— start DATA FOR THIS TASK —
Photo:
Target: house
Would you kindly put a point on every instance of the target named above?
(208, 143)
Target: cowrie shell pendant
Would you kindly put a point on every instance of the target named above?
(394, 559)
— end DATA FOR THIS TASK —
Update the rows from the line containing "Target: cowrie shell pendant" through the last row, replacing "instance" with "occurrence" and leaving everything else unchanged.

**CORRECT ANSWER**
Target: cowrie shell pendant
Would you kindly put a point on every occurrence of the target named above?
(394, 559)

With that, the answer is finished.